Exercise tasks:
**1)** In the vision–language model article below, on how many image-text pairs were CLIP's components trained?
**2)** Using the vision–language model article below, say whether each statement agrees with it: (a) by 2018, transformer networks had replaced RNNs as language decoders in image captioning; (b) the architectures of GPT-4V and the commercial systems that followed it have been made public; (c) the article covers generative models that also produce vision elements.

Vision-language model

A vision–language model is a type of artificial intelligence system that can jointly interpret and generate information from both images and text, extending the capabilities of large language models, which are limited to text. It is an example of multimodal learning.
Many widely used commercial applications now rely on this ability. OpenAI introduced vision capabilities to its GPT-4V variant of the GPT-4 model, enabling users to incorporate uploaded photographs or diagrams into their discussions with ChatGPT. It has since become an integral part of ChatGPT's standard offering. Similar capabilities were added to Google’s Gemini, Anthropic’s Claude 3 Opus, and Microsoft’s Copilot with Vision. Alongside these models, several open-source vision–language models — such as LLaVA, InstructBLIP, and MiniGPT-4 — have been released by the research community, offering smaller-scale alternatives for experimentation and academic study.

History

Vision language models evolved from image captioning systems. Such systems were designed to take images alone, and produce descriptions.
Most image captioning systems used an encoder-decoder architecture, where an encoder summarized images to into feature vectors, which were fed to a decoder to generate the associated description. Early methods, combined handcrafted visual features to encode images, and n-gram or rule-based text templates to generate descriptions.
With the rise of deep learning, neural networks became dominant in image captioning. In 2015, methods emerged that used variations of convolutional neural networks to encode images, and recurrent neural networks to generate the captions. By 2018, transformer networks replaced RNNs in the role of language decoders. Importantly, training of network parameters was based on datasets of image-text pairs, like MS COCO. The scope of applications was also broadened, to include visual question answering, phrase grounding and others.
In 2021, OpenAI's release of CLIP was a major step towards the later evolution of VLMs. Rather than focus on a specific task like image captioning, CLIP is a general-purpose foundation model which can be extended to a broad range of downstream tasks. Importantly, CLIP's components were trained on a vast dataset of 400 million image-text pairs, producing powerful models. CLIP's general-purpose structure also places this powerful capability at the disposal of systems with far smaller computational budgets.
Starting in 2022, a plethora of VLM architectures have been proposed, based on similar design philosophies. These included Google DeepMind's proprietary Flamingo and an open-source variant, LLaVA, SalesForce's InstructBLIP, Microsoft's Kosmos, KAUST's MiniGPT-4 and others. All these merged a separately trained CLIP-like image encoder, an off-the-shelf large language model for text encoding, stitched together using specialized components. The resulting joint system was trained on curated datasets.
The release of GPT-4V in 2023 marked the emergence of highly-impactful commercial applications. This was quickly followed by other systems mentioned above. These applications are substantially more powerful for general-purpose assignments, typically containing substantially more parameters, trained on massive datasets, requiring enormous compute power. Their architectures have not been disclosed.

Architecture

The input to VLMs consists of vision elements and text. The output is typically corresponding text. Generative models, which also generate vision elements, are beyond the scope of this article.

Supplied material:

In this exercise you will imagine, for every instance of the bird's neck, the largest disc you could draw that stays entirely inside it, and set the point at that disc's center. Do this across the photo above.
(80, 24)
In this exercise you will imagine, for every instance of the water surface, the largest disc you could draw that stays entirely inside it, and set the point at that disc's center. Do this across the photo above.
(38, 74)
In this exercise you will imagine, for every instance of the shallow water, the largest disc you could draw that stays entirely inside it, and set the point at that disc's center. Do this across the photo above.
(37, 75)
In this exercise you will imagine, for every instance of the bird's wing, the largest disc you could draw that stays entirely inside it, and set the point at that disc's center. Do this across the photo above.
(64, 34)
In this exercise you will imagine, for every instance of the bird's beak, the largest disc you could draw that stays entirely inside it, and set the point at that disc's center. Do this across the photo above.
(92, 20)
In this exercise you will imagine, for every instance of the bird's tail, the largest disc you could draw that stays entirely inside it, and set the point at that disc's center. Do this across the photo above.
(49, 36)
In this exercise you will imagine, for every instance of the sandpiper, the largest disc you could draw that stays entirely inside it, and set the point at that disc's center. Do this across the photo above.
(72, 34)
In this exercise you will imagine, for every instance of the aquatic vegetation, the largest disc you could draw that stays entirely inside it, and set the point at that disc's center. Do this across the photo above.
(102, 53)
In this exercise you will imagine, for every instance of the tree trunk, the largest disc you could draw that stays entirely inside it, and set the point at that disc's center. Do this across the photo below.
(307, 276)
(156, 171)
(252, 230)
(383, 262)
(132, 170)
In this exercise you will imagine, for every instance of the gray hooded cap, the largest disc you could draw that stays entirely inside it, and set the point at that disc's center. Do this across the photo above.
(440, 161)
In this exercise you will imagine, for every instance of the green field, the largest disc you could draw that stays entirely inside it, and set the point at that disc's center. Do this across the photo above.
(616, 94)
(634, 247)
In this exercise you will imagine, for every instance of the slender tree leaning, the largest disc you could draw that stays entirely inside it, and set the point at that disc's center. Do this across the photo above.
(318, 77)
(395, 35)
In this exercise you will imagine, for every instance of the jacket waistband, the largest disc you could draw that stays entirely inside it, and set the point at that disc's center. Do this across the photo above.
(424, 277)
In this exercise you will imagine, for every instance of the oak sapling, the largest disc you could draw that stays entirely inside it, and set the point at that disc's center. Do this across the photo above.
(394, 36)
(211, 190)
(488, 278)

Answers per task:
**1)** 400 million

**2)**
(a) Yes: "By 2018, transformer networks replaced RNNs in the role of language decoders."
(b) No: "Their architectures have not been disclosed."
(c) No: "Generative models, which also generate vision elements, are beyond the scope of this article."